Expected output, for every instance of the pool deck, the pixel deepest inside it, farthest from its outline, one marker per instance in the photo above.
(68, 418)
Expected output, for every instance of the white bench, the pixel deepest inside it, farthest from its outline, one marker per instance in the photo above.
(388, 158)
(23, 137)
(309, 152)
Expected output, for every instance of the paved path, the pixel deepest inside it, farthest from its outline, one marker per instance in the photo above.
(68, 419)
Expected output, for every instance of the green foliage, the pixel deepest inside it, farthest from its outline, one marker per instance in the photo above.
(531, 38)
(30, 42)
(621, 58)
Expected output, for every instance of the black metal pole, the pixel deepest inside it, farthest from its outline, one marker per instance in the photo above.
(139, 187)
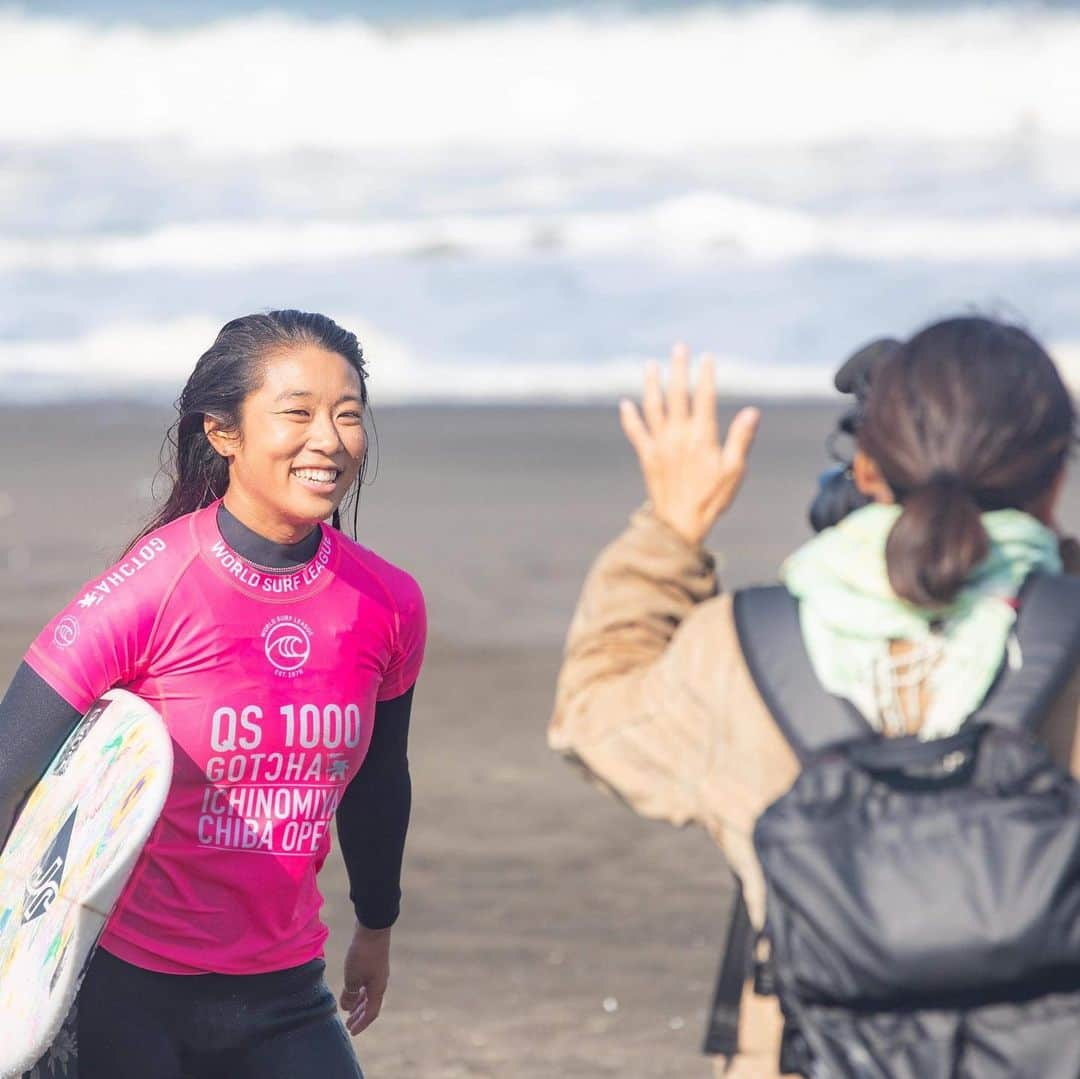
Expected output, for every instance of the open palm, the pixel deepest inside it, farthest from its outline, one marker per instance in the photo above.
(690, 475)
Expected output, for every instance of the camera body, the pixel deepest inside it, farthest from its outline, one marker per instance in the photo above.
(837, 494)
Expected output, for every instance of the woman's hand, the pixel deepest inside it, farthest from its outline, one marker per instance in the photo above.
(690, 476)
(366, 974)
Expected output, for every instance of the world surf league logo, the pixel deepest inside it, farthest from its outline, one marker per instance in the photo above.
(66, 632)
(44, 882)
(286, 642)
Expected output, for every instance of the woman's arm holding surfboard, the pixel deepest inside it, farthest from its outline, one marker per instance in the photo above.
(35, 720)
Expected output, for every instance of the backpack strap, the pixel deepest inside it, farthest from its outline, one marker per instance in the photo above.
(1048, 632)
(767, 622)
(721, 1029)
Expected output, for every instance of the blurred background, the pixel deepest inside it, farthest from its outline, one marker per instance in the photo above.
(522, 199)
(513, 204)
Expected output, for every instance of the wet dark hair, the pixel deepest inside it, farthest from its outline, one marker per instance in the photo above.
(969, 415)
(230, 369)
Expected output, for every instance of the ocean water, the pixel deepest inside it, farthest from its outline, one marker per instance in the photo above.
(526, 200)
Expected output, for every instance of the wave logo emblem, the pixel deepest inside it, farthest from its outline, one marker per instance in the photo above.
(286, 642)
(66, 632)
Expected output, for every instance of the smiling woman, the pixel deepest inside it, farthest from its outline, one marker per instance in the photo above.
(299, 444)
(272, 406)
(282, 657)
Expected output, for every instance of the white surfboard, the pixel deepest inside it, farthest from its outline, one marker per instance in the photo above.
(67, 861)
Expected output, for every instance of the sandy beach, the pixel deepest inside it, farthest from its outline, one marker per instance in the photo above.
(545, 931)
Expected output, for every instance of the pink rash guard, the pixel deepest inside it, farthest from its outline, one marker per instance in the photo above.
(268, 684)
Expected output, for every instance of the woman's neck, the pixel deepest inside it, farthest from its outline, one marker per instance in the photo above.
(261, 551)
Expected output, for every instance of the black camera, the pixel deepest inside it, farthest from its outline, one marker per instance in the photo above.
(837, 495)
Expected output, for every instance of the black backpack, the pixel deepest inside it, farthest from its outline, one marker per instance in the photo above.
(922, 914)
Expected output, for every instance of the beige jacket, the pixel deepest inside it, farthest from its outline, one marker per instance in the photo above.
(656, 701)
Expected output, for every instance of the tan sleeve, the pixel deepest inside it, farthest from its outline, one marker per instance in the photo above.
(624, 707)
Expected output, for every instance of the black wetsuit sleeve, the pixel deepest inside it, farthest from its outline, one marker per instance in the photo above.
(35, 720)
(373, 818)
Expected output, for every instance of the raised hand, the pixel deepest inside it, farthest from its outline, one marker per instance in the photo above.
(691, 476)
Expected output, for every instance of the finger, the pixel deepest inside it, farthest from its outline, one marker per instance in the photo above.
(704, 400)
(362, 1020)
(740, 436)
(678, 404)
(633, 427)
(352, 998)
(652, 401)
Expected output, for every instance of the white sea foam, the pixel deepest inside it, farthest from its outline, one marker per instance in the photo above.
(660, 84)
(692, 226)
(154, 359)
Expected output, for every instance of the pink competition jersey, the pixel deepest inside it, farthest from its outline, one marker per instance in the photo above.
(268, 684)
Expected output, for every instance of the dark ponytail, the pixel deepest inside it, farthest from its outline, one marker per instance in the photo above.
(969, 416)
(230, 369)
(936, 542)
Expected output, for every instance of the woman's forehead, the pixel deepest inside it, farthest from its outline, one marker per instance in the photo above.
(308, 369)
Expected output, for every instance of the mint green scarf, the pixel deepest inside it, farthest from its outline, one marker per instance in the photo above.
(850, 612)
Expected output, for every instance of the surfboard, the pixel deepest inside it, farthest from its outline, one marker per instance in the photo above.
(66, 862)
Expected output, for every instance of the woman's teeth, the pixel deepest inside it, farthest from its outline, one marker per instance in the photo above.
(316, 475)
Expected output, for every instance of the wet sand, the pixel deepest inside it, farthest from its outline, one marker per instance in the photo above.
(545, 930)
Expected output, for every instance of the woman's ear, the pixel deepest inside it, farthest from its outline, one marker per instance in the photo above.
(223, 441)
(869, 481)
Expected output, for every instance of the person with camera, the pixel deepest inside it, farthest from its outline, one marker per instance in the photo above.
(913, 687)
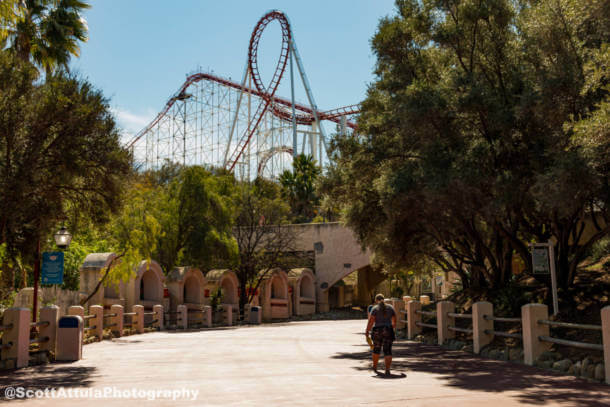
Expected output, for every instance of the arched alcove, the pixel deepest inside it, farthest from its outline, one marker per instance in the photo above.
(302, 281)
(186, 286)
(148, 284)
(274, 295)
(228, 283)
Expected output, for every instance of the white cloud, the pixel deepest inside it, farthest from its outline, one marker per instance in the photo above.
(130, 122)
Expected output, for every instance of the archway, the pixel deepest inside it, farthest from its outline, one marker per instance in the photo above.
(302, 281)
(274, 295)
(147, 287)
(227, 281)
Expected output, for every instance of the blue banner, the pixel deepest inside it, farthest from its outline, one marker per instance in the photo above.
(52, 268)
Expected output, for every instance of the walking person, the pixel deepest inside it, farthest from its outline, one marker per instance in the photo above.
(381, 325)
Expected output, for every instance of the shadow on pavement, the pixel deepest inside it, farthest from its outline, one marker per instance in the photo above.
(470, 372)
(47, 376)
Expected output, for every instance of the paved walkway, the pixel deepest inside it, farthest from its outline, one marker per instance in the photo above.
(298, 363)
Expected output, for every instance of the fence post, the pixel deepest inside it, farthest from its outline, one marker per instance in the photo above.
(444, 321)
(158, 310)
(97, 321)
(207, 312)
(51, 314)
(138, 319)
(413, 318)
(77, 310)
(532, 346)
(17, 338)
(228, 311)
(117, 321)
(398, 306)
(182, 320)
(80, 311)
(481, 339)
(606, 339)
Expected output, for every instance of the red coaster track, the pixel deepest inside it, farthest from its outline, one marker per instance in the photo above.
(280, 107)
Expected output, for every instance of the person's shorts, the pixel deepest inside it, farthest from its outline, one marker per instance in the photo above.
(383, 336)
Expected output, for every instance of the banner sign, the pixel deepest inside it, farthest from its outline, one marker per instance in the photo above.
(52, 271)
(540, 260)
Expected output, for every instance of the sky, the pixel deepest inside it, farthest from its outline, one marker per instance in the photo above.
(139, 52)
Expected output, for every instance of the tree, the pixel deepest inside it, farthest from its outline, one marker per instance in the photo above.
(263, 240)
(196, 217)
(298, 187)
(470, 143)
(45, 32)
(60, 157)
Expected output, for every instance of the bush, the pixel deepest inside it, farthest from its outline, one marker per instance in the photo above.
(600, 249)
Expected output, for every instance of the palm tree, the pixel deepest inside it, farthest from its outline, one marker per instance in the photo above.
(298, 187)
(44, 32)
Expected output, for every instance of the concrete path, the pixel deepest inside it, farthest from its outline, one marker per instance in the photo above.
(299, 363)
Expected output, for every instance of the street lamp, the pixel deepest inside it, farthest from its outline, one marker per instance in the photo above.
(63, 238)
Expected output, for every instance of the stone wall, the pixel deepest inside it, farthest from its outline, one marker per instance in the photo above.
(48, 296)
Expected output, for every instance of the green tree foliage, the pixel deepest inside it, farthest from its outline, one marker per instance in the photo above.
(176, 216)
(486, 129)
(198, 221)
(298, 187)
(45, 32)
(262, 241)
(60, 156)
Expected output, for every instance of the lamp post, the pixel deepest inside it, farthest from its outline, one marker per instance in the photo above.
(62, 240)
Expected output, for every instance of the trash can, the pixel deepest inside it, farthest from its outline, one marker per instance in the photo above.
(70, 338)
(256, 315)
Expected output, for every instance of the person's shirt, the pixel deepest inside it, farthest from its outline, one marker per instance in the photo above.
(383, 318)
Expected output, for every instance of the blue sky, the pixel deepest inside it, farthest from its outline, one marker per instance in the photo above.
(140, 51)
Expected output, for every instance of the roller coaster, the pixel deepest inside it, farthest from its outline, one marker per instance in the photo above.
(242, 127)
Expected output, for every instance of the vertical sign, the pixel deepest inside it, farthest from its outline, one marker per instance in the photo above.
(52, 268)
(543, 262)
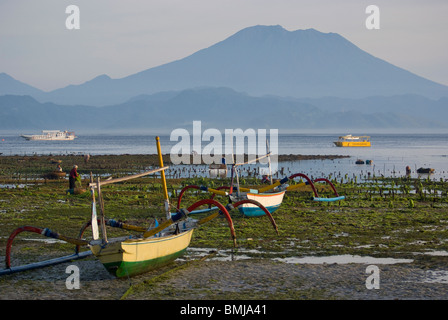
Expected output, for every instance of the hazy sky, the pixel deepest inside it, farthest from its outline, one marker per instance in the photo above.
(119, 38)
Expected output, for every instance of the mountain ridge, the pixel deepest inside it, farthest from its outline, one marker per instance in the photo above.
(261, 60)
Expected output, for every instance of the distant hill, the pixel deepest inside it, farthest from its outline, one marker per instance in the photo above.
(223, 108)
(262, 60)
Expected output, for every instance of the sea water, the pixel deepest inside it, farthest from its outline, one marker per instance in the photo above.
(389, 153)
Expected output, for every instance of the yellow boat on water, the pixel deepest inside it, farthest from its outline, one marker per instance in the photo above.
(353, 141)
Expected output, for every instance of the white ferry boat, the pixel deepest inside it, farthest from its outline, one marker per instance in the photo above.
(51, 135)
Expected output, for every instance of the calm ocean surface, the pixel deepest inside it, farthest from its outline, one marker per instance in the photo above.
(390, 153)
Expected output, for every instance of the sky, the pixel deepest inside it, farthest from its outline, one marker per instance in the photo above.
(123, 37)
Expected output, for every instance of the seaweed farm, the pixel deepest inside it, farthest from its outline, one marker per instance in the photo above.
(402, 218)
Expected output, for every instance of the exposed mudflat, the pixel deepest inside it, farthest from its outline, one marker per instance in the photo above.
(259, 279)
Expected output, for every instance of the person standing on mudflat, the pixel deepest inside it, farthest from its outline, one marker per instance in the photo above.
(72, 177)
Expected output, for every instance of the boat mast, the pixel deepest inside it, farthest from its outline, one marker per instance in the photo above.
(162, 173)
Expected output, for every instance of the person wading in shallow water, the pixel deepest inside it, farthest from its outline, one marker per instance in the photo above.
(73, 176)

Given exercise
Can you render the items above as a two-column CSV, from the line containing "Expected output, for every instance of the exposed" through the end of the items, with the columns "item_text" and "answer" and one row per item? Put each value in its own quoted field and replace any line breaks with spaces.

Written solution
item_text,answer
"Expected output, for every instance of the exposed mudflat, the pixel deepest inside it, farthest from its outline, one marker per instance in the photo above.","(259, 279)"
"Expected output, for every instance of the person standing on mudflat, the pixel deepest inside it, farthest from its outline, one marker per instance in the photo above.","(72, 177)"
"Expected output, for every instance of the boat mast, the pixel deepest inside it, farthest from its outline, one marker per instance in the photo above.","(162, 173)"
"Expected output, for every instance of the person wading in shallow water, the pixel deepest inside it, farthest from its outline, one marker per instance in the photo above.","(73, 176)"